** Start Records for this task **
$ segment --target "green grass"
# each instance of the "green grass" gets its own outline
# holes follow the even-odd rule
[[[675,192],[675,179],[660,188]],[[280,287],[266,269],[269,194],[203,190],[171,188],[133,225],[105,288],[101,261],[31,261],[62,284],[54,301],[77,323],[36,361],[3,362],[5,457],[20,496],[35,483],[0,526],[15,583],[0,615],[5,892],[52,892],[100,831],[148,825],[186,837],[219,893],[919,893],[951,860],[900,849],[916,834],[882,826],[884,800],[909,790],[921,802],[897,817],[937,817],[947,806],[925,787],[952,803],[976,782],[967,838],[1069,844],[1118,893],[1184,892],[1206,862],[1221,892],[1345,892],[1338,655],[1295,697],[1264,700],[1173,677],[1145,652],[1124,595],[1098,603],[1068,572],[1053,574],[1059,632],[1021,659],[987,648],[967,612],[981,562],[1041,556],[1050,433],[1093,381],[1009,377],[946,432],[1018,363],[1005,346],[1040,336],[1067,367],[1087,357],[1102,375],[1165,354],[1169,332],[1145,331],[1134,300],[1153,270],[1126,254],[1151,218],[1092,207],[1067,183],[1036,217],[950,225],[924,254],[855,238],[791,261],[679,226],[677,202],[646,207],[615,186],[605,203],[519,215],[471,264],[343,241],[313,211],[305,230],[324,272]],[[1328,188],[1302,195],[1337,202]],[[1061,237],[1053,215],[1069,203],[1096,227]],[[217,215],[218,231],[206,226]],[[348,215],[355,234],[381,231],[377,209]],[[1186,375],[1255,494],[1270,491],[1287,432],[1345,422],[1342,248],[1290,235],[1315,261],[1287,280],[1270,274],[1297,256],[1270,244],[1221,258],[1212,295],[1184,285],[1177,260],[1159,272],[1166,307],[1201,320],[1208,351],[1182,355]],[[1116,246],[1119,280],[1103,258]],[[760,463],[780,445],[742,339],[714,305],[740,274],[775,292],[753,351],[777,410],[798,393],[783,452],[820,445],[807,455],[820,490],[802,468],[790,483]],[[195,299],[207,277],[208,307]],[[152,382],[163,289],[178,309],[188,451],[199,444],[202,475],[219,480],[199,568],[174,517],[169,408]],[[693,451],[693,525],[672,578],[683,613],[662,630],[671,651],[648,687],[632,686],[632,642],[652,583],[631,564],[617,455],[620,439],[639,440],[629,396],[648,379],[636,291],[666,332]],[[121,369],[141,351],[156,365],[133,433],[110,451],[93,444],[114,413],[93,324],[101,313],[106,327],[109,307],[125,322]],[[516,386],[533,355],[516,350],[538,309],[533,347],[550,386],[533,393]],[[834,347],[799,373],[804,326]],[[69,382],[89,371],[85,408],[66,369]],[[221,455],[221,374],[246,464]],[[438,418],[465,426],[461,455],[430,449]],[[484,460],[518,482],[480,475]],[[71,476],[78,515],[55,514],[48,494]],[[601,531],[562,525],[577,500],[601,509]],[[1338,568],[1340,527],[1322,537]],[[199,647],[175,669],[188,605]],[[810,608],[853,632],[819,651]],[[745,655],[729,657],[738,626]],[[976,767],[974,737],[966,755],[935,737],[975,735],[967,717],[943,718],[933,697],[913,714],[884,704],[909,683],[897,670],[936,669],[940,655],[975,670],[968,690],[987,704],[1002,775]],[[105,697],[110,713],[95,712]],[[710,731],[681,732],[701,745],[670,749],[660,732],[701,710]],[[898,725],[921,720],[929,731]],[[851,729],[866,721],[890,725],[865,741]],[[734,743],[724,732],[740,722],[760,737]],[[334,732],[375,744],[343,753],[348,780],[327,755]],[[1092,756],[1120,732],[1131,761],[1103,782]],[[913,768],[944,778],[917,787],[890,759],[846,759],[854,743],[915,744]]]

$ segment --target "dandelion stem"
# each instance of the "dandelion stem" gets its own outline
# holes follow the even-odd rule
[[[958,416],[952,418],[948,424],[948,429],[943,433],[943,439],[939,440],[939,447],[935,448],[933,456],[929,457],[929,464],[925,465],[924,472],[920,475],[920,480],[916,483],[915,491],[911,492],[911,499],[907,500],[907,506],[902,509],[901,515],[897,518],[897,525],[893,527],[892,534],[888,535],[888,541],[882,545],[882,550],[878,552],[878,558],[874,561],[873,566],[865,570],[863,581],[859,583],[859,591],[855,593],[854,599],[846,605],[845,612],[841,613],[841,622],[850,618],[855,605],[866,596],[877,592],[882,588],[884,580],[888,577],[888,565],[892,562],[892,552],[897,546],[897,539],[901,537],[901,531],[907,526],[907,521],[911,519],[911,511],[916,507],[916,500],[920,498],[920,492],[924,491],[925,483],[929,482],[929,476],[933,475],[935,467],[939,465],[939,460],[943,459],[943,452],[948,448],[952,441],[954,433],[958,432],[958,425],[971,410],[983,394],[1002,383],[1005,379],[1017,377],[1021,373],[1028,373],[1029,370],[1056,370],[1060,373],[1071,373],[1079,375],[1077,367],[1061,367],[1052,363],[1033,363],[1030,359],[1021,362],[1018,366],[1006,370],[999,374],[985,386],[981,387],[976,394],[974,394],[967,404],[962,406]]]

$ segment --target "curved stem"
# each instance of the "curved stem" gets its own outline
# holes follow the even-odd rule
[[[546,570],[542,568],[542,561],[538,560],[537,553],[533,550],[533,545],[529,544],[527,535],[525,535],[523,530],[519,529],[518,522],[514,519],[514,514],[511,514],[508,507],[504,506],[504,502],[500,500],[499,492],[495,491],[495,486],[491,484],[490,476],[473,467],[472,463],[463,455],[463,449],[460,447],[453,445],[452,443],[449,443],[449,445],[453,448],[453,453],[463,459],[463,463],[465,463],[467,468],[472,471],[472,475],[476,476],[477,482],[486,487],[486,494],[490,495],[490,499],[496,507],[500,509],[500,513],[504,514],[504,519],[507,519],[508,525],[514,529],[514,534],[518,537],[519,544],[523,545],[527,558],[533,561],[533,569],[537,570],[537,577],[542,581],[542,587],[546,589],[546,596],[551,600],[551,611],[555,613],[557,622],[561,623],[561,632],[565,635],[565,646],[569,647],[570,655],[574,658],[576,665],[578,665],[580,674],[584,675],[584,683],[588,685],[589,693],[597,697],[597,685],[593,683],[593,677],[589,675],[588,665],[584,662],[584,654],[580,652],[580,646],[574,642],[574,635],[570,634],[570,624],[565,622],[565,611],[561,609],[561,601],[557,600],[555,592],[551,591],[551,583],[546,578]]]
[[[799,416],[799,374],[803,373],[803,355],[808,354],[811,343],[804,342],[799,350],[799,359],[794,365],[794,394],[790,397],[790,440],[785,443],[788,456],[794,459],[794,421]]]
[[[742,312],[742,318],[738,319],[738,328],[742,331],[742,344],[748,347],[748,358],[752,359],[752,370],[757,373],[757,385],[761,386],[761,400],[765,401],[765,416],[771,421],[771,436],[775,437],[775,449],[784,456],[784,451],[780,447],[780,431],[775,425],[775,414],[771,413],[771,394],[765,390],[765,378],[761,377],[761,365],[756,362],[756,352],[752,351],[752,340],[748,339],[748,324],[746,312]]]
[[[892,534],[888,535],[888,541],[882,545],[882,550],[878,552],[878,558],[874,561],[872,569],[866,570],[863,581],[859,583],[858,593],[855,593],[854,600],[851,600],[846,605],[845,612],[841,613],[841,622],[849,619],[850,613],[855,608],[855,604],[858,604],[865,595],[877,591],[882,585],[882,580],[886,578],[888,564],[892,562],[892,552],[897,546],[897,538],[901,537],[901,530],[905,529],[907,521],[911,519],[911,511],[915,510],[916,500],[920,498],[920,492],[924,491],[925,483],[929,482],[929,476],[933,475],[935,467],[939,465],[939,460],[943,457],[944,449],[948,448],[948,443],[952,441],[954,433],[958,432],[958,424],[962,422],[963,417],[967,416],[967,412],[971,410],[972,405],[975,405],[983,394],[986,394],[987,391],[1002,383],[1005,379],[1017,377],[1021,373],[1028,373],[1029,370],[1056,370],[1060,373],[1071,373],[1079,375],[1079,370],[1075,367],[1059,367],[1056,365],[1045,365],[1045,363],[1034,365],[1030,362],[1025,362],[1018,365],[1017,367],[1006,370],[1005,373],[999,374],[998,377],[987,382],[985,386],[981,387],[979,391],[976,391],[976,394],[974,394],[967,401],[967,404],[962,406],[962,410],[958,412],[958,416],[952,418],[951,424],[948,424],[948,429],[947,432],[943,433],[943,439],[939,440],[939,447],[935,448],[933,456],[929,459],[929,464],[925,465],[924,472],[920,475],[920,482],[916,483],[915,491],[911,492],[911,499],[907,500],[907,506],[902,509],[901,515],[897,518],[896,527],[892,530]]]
** End Records for this task **
### Exercise aim
Return every line of the records above that contains the word "outline", matching its case exactly.

### Final result
# each instance of the "green grass" gets its own outline
# each instance of the "dandelion stem" gets its own outline
# each instance of the "curved stem" gets its own outline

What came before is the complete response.